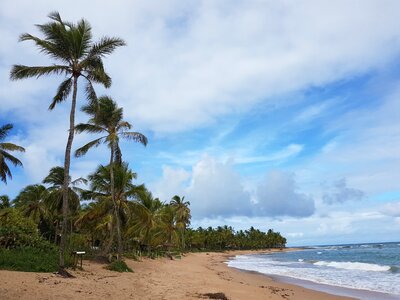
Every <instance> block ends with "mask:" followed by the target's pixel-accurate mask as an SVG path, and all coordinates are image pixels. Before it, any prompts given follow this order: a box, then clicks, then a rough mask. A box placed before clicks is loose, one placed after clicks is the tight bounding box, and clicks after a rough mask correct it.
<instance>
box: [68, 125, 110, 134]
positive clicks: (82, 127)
mask: <svg viewBox="0 0 400 300" xmlns="http://www.w3.org/2000/svg"><path fill="white" fill-rule="evenodd" d="M75 131H76V132H77V133H82V132H89V133H101V132H104V131H106V130H105V129H104V128H103V127H101V126H99V125H95V124H87V123H86V124H85V123H79V124H78V125H76V126H75Z"/></svg>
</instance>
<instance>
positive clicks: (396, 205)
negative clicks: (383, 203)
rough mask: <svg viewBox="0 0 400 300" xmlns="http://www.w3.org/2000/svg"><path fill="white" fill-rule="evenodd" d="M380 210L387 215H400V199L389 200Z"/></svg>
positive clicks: (393, 216)
mask: <svg viewBox="0 0 400 300" xmlns="http://www.w3.org/2000/svg"><path fill="white" fill-rule="evenodd" d="M380 211H381V212H382V213H383V214H385V215H387V216H391V217H400V201H397V202H396V201H394V202H389V203H387V204H385V205H384V206H383V207H382V208H381V210H380Z"/></svg>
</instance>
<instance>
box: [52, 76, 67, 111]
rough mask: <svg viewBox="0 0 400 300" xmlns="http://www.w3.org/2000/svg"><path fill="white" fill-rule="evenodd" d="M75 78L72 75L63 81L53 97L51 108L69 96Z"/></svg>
mask: <svg viewBox="0 0 400 300" xmlns="http://www.w3.org/2000/svg"><path fill="white" fill-rule="evenodd" d="M72 83H73V79H72V76H71V77H70V78H68V79H67V80H65V81H63V82H62V83H61V84H60V85H59V87H58V89H57V94H56V95H55V96H54V98H53V102H51V104H50V106H49V109H50V110H52V109H54V107H55V106H56V104H58V103H60V102H62V101H65V99H66V98H67V97H68V95H69V94H70V93H71V87H72Z"/></svg>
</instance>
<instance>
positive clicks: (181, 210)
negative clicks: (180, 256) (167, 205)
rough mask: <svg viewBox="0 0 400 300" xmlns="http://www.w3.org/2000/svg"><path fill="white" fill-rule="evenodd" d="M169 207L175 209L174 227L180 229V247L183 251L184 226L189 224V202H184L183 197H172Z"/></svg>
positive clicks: (184, 229)
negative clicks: (180, 242) (175, 227)
mask: <svg viewBox="0 0 400 300" xmlns="http://www.w3.org/2000/svg"><path fill="white" fill-rule="evenodd" d="M170 205H171V206H172V207H173V208H174V209H175V213H176V225H177V227H178V228H179V229H180V233H181V247H182V250H184V249H185V231H186V226H187V225H189V224H190V218H191V215H190V208H189V205H190V202H189V201H185V197H184V196H183V197H182V198H181V197H179V196H178V195H175V196H174V197H172V199H171V201H170Z"/></svg>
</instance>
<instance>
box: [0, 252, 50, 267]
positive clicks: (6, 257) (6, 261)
mask: <svg viewBox="0 0 400 300" xmlns="http://www.w3.org/2000/svg"><path fill="white" fill-rule="evenodd" d="M0 269H5V270H13V271H24V272H55V271H57V269H58V251H57V249H56V248H55V247H53V248H49V249H48V250H41V249H37V248H30V247H28V248H16V249H0Z"/></svg>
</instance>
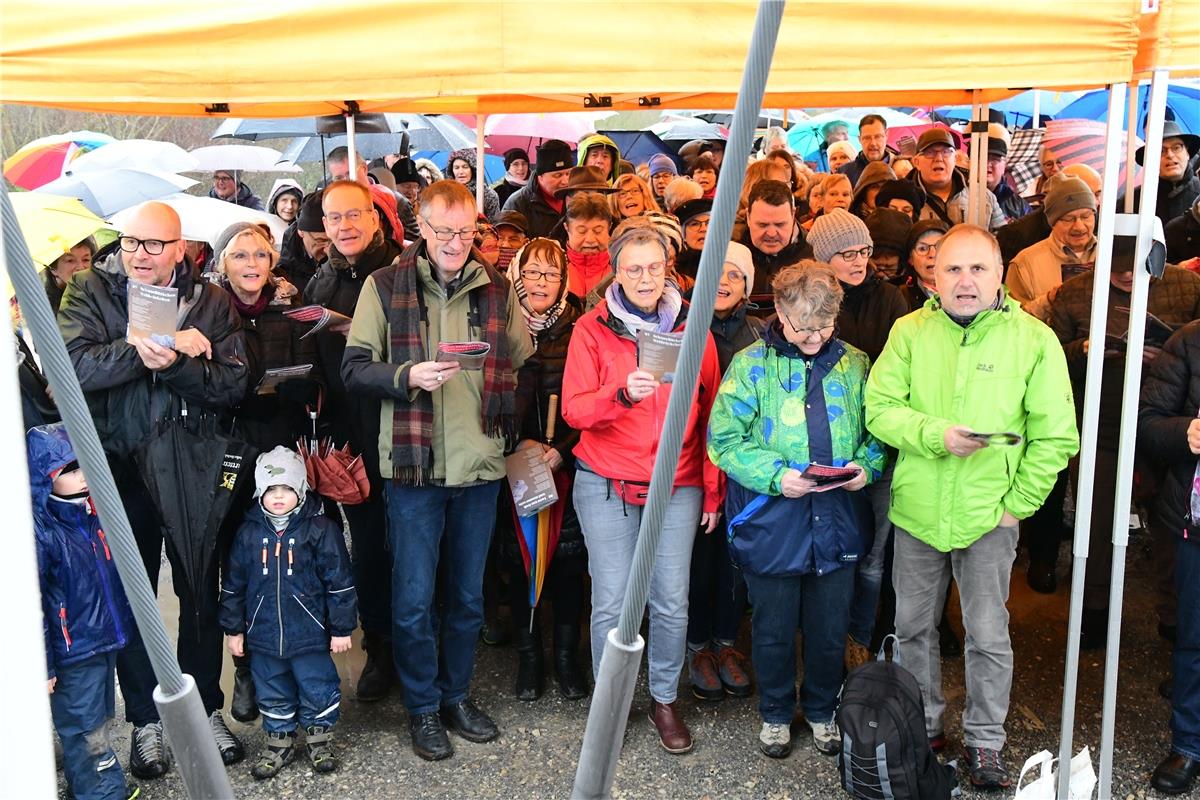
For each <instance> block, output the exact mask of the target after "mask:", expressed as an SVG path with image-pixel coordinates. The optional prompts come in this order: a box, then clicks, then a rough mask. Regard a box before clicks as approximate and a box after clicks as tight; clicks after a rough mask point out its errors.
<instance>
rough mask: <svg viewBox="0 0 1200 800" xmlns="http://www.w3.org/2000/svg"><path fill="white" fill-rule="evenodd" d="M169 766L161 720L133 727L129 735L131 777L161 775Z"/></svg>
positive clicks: (166, 769) (169, 756)
mask: <svg viewBox="0 0 1200 800" xmlns="http://www.w3.org/2000/svg"><path fill="white" fill-rule="evenodd" d="M168 766H170V751H169V750H168V748H167V739H166V738H164V736H163V734H162V722H150V723H148V724H144V726H142V727H139V728H134V729H133V734H132V735H131V736H130V772H132V774H133V777H139V778H151V777H162V776H163V775H166V774H167V768H168Z"/></svg>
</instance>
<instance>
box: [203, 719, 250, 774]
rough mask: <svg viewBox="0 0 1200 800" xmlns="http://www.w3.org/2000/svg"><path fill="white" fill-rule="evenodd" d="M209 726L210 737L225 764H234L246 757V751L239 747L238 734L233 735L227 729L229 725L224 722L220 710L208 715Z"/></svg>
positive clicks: (228, 765)
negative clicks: (209, 729) (211, 732)
mask: <svg viewBox="0 0 1200 800" xmlns="http://www.w3.org/2000/svg"><path fill="white" fill-rule="evenodd" d="M209 727H210V728H212V739H214V740H215V741H216V742H217V750H220V751H221V760H222V762H224V764H226V766H229V765H230V764H236V763H238V762H240V760H241V759H244V758H245V757H246V751H245V750H242V748H241V742H240V741H238V736H235V735H233V732H230V730H229V726H227V724H226V722H224V717H223V716H221V711H214V712H212V714H210V715H209Z"/></svg>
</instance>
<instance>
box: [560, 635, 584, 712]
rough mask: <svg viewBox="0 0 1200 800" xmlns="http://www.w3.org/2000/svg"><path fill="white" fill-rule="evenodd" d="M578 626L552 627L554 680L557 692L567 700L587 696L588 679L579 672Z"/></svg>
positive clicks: (573, 699) (580, 698)
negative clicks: (553, 642) (553, 655)
mask: <svg viewBox="0 0 1200 800" xmlns="http://www.w3.org/2000/svg"><path fill="white" fill-rule="evenodd" d="M578 649H580V625H578V622H571V624H569V625H556V626H554V679H556V680H557V681H558V691H560V692H562V693H563V697H565V698H566V699H569V700H578V699H582V698H584V697H587V696H588V679H587V678H584V675H583V673H582V672H581V670H580V660H578Z"/></svg>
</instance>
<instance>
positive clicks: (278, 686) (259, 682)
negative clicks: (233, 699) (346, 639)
mask: <svg viewBox="0 0 1200 800" xmlns="http://www.w3.org/2000/svg"><path fill="white" fill-rule="evenodd" d="M250 674H251V675H252V676H253V678H254V694H256V696H257V697H258V710H259V711H262V712H263V730H266V732H268V733H290V732H293V730H295V729H296V723H298V722H299V724H300V727H301V728H310V727H312V726H322V727H325V728H332V727H334V724H335V723H336V722H337V717H338V705H340V704H341V700H342V688H341V679H338V676H337V667H336V666H334V658H332V656H330V655H329V651H328V650H318V651H316V652H304V654H300V655H298V656H292V657H290V658H280V657H278V656H274V655H271V654H269V652H251V654H250Z"/></svg>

## Task objective
Take every entry above and transcribe it exactly, with no pictures in the copy.

## Response box
Every <instance> block ends with "mask:" followed by the target's pixel-accurate mask as an SVG path, and all coordinates are image pixels. Before it, any prompts given follow this order: a box, then clicks, then a rough mask. A box placed before clicks is loose, one placed after clicks is the tight bounding box, and clicks after a rough mask correct it.
<instance>
box: [68, 125, 110, 134]
positive clicks: (82, 127)
mask: <svg viewBox="0 0 400 300" xmlns="http://www.w3.org/2000/svg"><path fill="white" fill-rule="evenodd" d="M75 131H76V132H77V133H82V132H89V133H101V132H104V131H106V130H105V129H104V128H103V127H101V126H99V125H95V124H87V123H86V124H85V123H79V124H78V125H76V126H75Z"/></svg>
</instance>
<instance>
positive clicks: (396, 205)
negative clicks: (383, 203)
rough mask: <svg viewBox="0 0 400 300" xmlns="http://www.w3.org/2000/svg"><path fill="white" fill-rule="evenodd" d="M380 210L387 215H400V199L389 200Z"/></svg>
positive clicks: (393, 216)
mask: <svg viewBox="0 0 400 300" xmlns="http://www.w3.org/2000/svg"><path fill="white" fill-rule="evenodd" d="M380 211H381V212H382V213H383V214H385V215H387V216H391V217H400V201H397V202H396V201H394V202H389V203H387V204H385V205H384V206H383V207H382V208H381V210H380Z"/></svg>
</instance>
<instance>
box: [52, 76, 67, 111]
rough mask: <svg viewBox="0 0 400 300" xmlns="http://www.w3.org/2000/svg"><path fill="white" fill-rule="evenodd" d="M75 78L72 75L63 81L53 97L51 108L69 96Z"/></svg>
mask: <svg viewBox="0 0 400 300" xmlns="http://www.w3.org/2000/svg"><path fill="white" fill-rule="evenodd" d="M72 83H73V79H72V76H71V77H70V78H68V79H67V80H65V81H63V82H62V83H61V84H60V85H59V87H58V89H57V94H56V95H55V96H54V98H53V102H51V104H50V106H49V109H50V110H52V109H54V107H55V106H56V104H58V103H60V102H62V101H65V99H66V98H67V97H68V95H69V94H70V93H71V87H72Z"/></svg>
</instance>
<instance>
positive clicks: (181, 210)
negative clicks: (180, 256) (167, 205)
rough mask: <svg viewBox="0 0 400 300" xmlns="http://www.w3.org/2000/svg"><path fill="white" fill-rule="evenodd" d="M169 207L175 209L174 227L180 229V247L183 251L184 226L189 224V202H184L183 197H172Z"/></svg>
positive clicks: (184, 229)
negative clicks: (180, 242) (175, 227)
mask: <svg viewBox="0 0 400 300" xmlns="http://www.w3.org/2000/svg"><path fill="white" fill-rule="evenodd" d="M170 205H171V206H172V207H173V208H174V209H175V213H176V225H177V227H178V228H179V229H180V233H181V247H182V250H184V249H185V231H186V226H187V225H189V224H190V218H191V215H190V208H189V205H190V202H189V201H185V197H184V196H183V197H182V198H181V197H179V196H178V195H175V196H174V197H172V199H171V201H170Z"/></svg>
</instance>
<instance>
box: [0, 252, 50, 267]
positive clicks: (6, 257) (6, 261)
mask: <svg viewBox="0 0 400 300" xmlns="http://www.w3.org/2000/svg"><path fill="white" fill-rule="evenodd" d="M0 269H5V270H13V271H24V272H55V271H57V269H58V251H57V249H56V248H55V247H53V248H49V249H48V250H41V249H37V248H30V247H28V248H16V249H0Z"/></svg>
</instance>
For each <instance> block, output the exact mask of the target after "mask:", expressed as an SVG path with image-pixel coordinates. The optional prompts come in this order: a box, then clicks, then a rough mask. Regard a box before clicks as approximate and a box after clicks as tight; clicks after a rough mask point out its errors.
<instance>
rough mask: <svg viewBox="0 0 1200 800" xmlns="http://www.w3.org/2000/svg"><path fill="white" fill-rule="evenodd" d="M169 766L161 720L133 727L129 735L131 777L161 775Z"/></svg>
positive clicks: (166, 769) (169, 756)
mask: <svg viewBox="0 0 1200 800" xmlns="http://www.w3.org/2000/svg"><path fill="white" fill-rule="evenodd" d="M168 766H170V751H169V750H168V748H167V739H166V738H164V736H163V734H162V722H150V723H148V724H144V726H142V727H139V728H134V729H133V734H132V735H131V736H130V772H132V774H133V777H139V778H151V777H162V776H163V775H166V774H167V768H168Z"/></svg>
</instance>
<instance>
box: [203, 719, 250, 774]
rough mask: <svg viewBox="0 0 1200 800" xmlns="http://www.w3.org/2000/svg"><path fill="white" fill-rule="evenodd" d="M209 726L210 737L225 764H234L246 757V751L239 747L238 734L233 735L227 729L229 725L224 722L220 710L208 715Z"/></svg>
positive clicks: (228, 765)
negative clicks: (209, 729) (211, 732)
mask: <svg viewBox="0 0 1200 800" xmlns="http://www.w3.org/2000/svg"><path fill="white" fill-rule="evenodd" d="M209 727H210V728H212V739H214V740H215V741H216V742H217V750H220V751H221V760H222V762H224V764H226V766H229V765H230V764H236V763H238V762H240V760H241V759H244V758H245V757H246V751H245V750H242V748H241V742H240V741H238V736H235V735H233V732H230V730H229V726H227V724H226V722H224V717H223V716H221V711H214V712H212V714H210V715H209Z"/></svg>
</instance>
<instance>
box: [560, 635, 584, 712]
rough mask: <svg viewBox="0 0 1200 800" xmlns="http://www.w3.org/2000/svg"><path fill="white" fill-rule="evenodd" d="M578 626L552 627L554 680L557 692L567 700L587 696L588 679L579 672Z"/></svg>
positive clicks: (573, 699) (580, 698)
negative clicks: (553, 642) (553, 655)
mask: <svg viewBox="0 0 1200 800" xmlns="http://www.w3.org/2000/svg"><path fill="white" fill-rule="evenodd" d="M578 649H580V625H578V622H571V624H569V625H556V626H554V679H556V680H557V681H558V691H560V692H562V693H563V697H565V698H566V699H569V700H578V699H582V698H584V697H587V696H588V679H587V678H584V675H583V673H582V672H581V670H580V660H578Z"/></svg>
</instance>
<instance>
positive clicks: (278, 686) (259, 682)
negative clicks: (233, 699) (346, 639)
mask: <svg viewBox="0 0 1200 800" xmlns="http://www.w3.org/2000/svg"><path fill="white" fill-rule="evenodd" d="M250 674H251V675H252V676H253V678H254V694H256V696H257V697H258V710H259V711H262V712H263V730H266V732H268V733H290V732H293V730H295V729H296V723H298V722H299V724H300V727H301V728H310V727H312V726H322V727H325V728H332V727H334V724H335V723H336V722H337V717H338V705H340V704H341V700H342V688H341V679H338V676H337V667H336V666H334V658H332V656H330V655H329V651H328V650H318V651H316V652H304V654H300V655H298V656H292V657H290V658H280V657H278V656H274V655H271V654H269V652H251V654H250Z"/></svg>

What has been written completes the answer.